= Given problem A =
How would you render this sentence from the passage on measuring boat speed through water in Spanish: "These sensors use an acoustic Doppler measurement to estimate velocity relative to the water column."

Watch this webinar "Obtaining exact speed through water measurements for America's Cup training" to learn more.
Finding a method to measure speed through water with accuracy
The team needed to measure velocity through water very accurately, but the change from traditional displacement yachts to foiling monohull boats meant that none of the usual sensors would work. These are limited to measuring velocity in a single axis, but were ultimately judged inadequate because they are not accurate enough. This is particularly true at high speeds.
“We were looking for a sensor that would measure the speed through water in a minimum of two axes to enable measurement and analysis of leeway,” says Chisnell. “It also had to be capable of measuring at a depth as close as possible to the submergence depth of the foil, at a high frequency and accuracy. These were very demanding requirements.”
The team’s review of the market led them to oceanographic instrumentation specialist Nortek, who provide one of the smallest commercially available Doppler Velocity Logs (DVLs). These sensors use an acoustic Doppler measurement to estimate velocity relative to the water column. They do it in three dimensions and can take measurements at different distances from the sensor.

= Source material =
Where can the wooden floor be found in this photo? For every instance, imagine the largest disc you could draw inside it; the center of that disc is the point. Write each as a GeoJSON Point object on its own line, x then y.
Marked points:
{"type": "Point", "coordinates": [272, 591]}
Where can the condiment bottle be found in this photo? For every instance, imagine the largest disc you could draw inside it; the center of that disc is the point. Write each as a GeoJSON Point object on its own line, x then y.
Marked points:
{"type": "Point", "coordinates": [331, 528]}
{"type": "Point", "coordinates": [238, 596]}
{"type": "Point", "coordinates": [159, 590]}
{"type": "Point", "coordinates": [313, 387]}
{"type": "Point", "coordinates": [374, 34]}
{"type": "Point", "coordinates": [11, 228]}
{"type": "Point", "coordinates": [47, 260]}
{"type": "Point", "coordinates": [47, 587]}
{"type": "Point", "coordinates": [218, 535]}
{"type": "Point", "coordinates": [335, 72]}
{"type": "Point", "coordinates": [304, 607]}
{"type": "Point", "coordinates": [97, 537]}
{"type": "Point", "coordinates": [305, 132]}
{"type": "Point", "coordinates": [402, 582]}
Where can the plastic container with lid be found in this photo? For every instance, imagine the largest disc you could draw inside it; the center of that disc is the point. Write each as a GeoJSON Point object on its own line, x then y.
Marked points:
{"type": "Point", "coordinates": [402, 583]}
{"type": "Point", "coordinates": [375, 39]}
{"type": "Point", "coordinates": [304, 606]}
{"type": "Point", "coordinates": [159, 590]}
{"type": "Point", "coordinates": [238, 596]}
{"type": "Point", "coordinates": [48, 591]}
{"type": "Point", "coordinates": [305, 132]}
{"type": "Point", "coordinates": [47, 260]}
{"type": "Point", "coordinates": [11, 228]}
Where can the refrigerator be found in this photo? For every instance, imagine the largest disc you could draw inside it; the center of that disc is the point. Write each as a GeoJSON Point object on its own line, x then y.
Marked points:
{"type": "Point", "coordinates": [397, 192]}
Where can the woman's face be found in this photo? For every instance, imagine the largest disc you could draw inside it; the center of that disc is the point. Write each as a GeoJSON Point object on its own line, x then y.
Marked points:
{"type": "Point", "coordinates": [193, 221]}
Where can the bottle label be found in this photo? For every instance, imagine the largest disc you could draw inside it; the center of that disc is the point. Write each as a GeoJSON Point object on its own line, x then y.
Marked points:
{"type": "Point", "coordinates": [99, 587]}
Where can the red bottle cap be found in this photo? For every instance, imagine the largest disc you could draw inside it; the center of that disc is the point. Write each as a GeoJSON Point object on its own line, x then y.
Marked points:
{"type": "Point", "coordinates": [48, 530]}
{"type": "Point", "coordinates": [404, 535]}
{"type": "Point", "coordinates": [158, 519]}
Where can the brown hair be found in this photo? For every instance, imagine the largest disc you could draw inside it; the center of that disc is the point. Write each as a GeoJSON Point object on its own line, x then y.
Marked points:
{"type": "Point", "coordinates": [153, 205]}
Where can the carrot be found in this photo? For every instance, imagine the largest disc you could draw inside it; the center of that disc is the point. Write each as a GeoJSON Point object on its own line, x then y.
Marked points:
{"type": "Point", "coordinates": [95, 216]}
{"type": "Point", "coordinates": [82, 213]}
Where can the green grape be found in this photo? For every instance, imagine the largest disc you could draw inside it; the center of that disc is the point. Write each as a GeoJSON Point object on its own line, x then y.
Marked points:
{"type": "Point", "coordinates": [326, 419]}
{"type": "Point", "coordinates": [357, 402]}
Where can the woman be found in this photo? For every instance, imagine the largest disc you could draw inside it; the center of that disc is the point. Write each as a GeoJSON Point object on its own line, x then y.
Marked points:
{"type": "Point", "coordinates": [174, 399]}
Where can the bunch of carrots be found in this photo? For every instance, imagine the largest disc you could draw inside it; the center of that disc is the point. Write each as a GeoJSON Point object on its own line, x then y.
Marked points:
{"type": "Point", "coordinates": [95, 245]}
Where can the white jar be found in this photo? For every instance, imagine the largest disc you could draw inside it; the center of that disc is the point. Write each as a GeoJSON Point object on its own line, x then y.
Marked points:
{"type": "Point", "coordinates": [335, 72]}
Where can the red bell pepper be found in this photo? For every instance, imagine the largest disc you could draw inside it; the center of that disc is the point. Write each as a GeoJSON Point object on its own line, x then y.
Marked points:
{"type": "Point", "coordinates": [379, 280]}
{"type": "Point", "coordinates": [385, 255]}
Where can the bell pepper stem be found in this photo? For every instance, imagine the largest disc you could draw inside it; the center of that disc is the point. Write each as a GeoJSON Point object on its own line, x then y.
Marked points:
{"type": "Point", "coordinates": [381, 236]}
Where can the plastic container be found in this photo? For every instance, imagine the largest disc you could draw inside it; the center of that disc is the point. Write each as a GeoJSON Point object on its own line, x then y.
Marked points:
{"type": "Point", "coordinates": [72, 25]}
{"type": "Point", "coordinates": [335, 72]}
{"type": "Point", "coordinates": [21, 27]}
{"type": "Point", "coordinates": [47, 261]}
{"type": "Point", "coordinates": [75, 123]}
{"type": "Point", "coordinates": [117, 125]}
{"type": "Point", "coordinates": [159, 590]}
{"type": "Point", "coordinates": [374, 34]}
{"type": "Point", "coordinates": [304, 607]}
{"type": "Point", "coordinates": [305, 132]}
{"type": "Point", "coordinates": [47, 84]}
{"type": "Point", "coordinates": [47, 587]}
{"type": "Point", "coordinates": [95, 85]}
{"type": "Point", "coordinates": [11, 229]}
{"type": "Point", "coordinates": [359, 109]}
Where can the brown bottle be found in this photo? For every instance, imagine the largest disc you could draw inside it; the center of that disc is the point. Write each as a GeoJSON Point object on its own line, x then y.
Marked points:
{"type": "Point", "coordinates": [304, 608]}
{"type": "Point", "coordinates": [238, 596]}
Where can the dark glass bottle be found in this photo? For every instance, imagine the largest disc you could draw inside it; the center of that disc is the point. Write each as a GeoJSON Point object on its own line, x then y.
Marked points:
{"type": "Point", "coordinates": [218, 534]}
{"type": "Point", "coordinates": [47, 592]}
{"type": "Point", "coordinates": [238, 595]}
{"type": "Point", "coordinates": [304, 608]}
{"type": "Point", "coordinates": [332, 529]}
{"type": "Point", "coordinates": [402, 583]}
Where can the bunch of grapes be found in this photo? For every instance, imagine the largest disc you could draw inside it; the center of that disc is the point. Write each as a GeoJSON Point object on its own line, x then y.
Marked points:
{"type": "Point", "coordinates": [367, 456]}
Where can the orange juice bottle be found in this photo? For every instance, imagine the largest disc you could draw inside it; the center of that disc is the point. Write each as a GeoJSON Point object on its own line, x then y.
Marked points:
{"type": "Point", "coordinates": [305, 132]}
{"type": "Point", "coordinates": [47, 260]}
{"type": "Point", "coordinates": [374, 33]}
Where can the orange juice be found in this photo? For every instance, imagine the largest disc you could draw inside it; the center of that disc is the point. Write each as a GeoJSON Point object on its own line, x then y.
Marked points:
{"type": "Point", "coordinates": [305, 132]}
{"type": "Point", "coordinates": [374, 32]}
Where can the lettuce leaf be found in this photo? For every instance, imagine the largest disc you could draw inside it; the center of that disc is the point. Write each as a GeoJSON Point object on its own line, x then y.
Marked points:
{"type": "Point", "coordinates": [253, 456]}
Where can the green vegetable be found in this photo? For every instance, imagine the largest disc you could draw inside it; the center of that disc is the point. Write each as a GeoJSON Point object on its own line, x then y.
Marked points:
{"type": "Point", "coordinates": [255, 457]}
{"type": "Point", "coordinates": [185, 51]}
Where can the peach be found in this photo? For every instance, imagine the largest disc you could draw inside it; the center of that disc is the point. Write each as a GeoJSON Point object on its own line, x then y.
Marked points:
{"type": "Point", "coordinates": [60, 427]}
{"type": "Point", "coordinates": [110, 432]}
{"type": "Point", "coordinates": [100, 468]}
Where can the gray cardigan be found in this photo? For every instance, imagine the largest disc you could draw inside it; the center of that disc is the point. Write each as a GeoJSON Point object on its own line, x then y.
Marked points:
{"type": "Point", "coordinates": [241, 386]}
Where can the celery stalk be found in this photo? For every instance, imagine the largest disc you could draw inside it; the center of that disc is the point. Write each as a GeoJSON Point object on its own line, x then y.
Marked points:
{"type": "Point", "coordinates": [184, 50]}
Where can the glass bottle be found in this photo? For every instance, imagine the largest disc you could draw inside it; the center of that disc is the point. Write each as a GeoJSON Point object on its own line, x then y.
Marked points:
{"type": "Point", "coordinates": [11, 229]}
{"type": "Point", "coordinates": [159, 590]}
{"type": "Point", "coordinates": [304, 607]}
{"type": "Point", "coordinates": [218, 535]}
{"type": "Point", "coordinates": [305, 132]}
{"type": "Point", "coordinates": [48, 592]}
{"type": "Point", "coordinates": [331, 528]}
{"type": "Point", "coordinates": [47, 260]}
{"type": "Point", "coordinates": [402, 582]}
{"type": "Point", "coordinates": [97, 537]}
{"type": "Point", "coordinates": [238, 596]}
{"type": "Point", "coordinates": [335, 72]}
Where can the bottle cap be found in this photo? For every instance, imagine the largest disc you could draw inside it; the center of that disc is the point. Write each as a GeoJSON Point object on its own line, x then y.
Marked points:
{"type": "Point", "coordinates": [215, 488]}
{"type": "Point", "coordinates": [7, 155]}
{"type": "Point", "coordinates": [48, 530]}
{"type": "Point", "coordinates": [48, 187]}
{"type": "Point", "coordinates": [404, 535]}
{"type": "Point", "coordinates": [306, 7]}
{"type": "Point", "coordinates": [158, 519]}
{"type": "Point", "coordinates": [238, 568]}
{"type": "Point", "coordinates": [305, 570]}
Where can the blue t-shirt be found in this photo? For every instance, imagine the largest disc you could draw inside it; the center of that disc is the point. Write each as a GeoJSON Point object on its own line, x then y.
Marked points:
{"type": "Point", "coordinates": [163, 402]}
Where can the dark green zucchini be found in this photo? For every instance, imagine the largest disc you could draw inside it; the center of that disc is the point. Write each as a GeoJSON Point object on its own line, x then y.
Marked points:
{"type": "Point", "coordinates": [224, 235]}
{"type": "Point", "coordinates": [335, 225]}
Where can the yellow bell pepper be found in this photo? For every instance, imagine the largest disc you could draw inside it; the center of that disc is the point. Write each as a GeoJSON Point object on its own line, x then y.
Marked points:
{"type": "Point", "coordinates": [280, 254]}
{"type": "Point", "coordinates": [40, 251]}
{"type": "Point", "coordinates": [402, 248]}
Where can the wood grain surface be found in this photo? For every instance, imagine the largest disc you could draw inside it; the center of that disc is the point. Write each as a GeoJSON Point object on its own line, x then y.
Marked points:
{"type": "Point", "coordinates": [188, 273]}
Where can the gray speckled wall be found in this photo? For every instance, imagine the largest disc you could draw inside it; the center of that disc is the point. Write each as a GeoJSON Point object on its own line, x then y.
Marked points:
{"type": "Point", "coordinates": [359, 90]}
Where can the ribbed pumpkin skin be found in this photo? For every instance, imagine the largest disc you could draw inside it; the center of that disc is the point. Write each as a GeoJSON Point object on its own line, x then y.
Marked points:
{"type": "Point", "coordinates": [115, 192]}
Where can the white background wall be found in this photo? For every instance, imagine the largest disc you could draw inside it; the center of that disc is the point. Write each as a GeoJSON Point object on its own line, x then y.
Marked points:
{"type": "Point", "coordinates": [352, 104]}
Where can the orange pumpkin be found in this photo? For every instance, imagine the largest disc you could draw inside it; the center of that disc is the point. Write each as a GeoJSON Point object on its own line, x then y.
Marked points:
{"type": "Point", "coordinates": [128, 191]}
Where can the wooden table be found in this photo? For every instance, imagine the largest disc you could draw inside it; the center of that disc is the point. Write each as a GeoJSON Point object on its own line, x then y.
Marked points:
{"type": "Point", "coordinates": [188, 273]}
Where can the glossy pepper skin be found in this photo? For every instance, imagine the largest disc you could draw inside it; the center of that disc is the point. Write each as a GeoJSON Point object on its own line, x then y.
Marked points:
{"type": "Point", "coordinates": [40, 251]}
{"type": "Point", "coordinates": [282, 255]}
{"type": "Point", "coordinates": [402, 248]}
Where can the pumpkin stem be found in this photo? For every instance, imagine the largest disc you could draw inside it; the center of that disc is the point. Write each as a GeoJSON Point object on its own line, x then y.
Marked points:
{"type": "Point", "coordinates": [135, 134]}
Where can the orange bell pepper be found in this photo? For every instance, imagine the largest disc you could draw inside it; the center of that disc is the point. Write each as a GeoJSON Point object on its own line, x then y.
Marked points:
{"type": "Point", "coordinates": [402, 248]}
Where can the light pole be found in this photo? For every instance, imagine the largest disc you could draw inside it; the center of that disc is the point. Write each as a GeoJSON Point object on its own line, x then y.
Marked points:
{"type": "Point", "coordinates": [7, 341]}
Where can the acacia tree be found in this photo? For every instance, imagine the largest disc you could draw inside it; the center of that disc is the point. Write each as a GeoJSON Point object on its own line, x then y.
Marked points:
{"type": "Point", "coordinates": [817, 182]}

= Given problem B =
How many lines of the listing contain the word "juice"? Reply with only the number.

= Expected answer A =
Estos sensores utilizan una medición Doppler acústica para estimar la velocidad relativa a la columna de agua.

= Expected answer B =
2